DATA TO USE:
━━━━━━━━━━━━━━━━

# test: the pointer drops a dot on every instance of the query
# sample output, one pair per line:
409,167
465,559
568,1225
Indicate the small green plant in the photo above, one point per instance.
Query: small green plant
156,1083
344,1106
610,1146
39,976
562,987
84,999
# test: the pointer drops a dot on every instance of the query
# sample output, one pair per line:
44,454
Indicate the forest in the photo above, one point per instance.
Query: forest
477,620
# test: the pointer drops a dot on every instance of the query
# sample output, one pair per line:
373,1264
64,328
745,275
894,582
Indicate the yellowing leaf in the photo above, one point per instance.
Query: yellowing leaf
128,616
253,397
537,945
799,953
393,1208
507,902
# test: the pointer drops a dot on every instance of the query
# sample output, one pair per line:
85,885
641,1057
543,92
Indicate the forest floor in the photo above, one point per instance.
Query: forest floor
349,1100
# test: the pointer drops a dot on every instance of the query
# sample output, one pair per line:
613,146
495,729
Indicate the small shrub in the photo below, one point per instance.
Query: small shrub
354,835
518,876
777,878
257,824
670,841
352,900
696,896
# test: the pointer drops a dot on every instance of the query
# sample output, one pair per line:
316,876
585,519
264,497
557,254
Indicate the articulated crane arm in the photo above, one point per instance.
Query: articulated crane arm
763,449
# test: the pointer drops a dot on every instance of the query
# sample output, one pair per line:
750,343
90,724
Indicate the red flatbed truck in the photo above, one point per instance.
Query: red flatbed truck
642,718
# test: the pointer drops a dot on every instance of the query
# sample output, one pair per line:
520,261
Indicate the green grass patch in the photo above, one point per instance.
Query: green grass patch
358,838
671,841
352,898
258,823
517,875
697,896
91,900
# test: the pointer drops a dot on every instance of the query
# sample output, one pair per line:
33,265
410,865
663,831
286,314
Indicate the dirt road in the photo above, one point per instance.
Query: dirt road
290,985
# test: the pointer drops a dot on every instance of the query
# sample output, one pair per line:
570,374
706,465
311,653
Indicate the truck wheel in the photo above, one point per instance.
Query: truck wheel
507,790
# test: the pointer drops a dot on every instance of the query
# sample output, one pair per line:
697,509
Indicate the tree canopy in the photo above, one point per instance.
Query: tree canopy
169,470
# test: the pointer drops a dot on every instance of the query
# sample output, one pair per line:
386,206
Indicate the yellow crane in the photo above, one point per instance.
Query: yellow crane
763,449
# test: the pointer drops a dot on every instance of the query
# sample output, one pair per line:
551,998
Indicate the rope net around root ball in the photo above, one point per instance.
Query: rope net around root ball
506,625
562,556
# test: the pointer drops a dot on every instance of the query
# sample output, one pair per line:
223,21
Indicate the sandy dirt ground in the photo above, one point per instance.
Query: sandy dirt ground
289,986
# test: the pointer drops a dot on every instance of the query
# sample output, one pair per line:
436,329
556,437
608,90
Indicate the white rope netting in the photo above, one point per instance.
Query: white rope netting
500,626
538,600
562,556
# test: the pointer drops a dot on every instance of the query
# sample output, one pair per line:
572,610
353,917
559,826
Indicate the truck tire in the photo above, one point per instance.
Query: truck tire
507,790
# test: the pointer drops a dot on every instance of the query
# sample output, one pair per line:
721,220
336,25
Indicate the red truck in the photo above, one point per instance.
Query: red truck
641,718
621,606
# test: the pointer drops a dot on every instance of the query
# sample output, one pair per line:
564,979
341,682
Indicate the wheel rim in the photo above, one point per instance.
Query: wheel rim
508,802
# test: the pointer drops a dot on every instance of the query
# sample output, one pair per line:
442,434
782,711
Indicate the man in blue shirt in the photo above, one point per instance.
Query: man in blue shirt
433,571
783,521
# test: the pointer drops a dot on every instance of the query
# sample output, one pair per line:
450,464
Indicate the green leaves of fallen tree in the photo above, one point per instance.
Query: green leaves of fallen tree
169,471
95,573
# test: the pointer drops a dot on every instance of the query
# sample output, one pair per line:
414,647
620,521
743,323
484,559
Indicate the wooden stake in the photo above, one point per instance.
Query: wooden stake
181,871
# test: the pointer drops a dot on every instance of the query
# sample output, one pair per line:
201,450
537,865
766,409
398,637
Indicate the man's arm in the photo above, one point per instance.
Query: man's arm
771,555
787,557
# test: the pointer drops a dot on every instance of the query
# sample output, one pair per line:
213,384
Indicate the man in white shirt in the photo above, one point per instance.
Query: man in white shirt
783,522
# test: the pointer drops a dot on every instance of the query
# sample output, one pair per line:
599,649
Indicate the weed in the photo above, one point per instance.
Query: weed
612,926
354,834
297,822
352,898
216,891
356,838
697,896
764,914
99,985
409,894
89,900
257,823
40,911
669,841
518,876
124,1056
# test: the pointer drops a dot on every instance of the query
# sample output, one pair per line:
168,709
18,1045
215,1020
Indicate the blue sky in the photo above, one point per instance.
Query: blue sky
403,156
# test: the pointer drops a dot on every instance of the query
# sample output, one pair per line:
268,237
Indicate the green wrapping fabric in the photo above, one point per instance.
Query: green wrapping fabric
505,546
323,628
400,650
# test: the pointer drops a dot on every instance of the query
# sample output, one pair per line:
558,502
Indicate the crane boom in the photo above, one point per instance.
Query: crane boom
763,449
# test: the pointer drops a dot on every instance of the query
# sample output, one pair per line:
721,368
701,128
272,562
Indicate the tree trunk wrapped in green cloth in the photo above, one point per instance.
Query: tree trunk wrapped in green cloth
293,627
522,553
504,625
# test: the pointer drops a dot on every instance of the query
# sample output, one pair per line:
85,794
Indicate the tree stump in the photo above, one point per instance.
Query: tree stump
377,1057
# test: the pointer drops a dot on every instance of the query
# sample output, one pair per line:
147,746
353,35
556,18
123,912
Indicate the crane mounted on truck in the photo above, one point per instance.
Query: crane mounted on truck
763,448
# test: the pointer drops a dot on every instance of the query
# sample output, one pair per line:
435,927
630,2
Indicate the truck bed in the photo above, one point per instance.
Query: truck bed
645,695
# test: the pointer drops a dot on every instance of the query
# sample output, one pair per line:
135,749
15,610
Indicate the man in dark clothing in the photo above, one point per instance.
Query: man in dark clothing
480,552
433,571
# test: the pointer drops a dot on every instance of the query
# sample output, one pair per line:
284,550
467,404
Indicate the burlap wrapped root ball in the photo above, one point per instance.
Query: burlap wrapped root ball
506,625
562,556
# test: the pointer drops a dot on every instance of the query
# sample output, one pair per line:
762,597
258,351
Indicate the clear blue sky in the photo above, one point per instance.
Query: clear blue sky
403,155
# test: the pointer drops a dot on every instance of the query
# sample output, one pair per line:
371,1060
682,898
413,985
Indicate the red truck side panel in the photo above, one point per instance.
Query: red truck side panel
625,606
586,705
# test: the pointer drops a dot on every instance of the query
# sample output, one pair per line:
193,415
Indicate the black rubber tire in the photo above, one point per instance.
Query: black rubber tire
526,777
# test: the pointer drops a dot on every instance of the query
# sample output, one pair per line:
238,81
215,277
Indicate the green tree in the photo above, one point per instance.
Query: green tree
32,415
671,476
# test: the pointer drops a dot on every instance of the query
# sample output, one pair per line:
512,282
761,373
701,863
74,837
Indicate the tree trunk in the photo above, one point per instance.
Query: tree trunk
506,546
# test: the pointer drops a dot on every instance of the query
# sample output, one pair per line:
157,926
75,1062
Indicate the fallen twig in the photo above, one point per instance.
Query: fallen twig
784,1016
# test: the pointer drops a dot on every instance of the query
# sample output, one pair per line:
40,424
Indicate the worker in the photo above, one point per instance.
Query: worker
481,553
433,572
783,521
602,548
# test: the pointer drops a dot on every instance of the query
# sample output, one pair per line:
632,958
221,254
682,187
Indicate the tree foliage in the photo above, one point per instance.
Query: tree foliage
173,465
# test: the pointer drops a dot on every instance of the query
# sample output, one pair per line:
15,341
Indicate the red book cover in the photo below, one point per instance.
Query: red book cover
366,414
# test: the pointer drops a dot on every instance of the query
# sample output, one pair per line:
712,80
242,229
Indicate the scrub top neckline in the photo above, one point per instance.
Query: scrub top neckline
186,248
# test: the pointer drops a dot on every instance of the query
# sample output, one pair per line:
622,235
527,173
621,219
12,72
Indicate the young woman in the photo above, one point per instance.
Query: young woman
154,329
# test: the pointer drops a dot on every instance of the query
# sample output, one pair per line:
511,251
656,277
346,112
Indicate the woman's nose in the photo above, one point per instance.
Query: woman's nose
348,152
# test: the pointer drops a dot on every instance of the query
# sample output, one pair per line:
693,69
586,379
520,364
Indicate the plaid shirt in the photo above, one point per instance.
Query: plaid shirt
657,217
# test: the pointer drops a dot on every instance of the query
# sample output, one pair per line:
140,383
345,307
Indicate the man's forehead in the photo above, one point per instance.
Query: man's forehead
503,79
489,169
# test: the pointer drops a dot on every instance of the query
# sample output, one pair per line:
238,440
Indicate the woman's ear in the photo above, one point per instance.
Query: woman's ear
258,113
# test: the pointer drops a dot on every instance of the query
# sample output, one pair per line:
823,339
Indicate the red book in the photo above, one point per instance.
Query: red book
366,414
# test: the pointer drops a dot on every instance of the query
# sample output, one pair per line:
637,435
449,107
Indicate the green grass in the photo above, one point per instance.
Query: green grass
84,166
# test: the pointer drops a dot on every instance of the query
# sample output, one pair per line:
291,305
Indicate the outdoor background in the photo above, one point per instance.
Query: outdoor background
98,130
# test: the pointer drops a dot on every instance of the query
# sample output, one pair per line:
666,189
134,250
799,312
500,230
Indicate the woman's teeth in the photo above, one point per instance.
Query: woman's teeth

━━━━━━━━━━━━━━━━

WRITTEN PROBLEM: Count the lines in the material above that contain the string "clothing", treating uppercase and lowercase as different. Reply with the number only.

COMPLETE RESPONSE: 2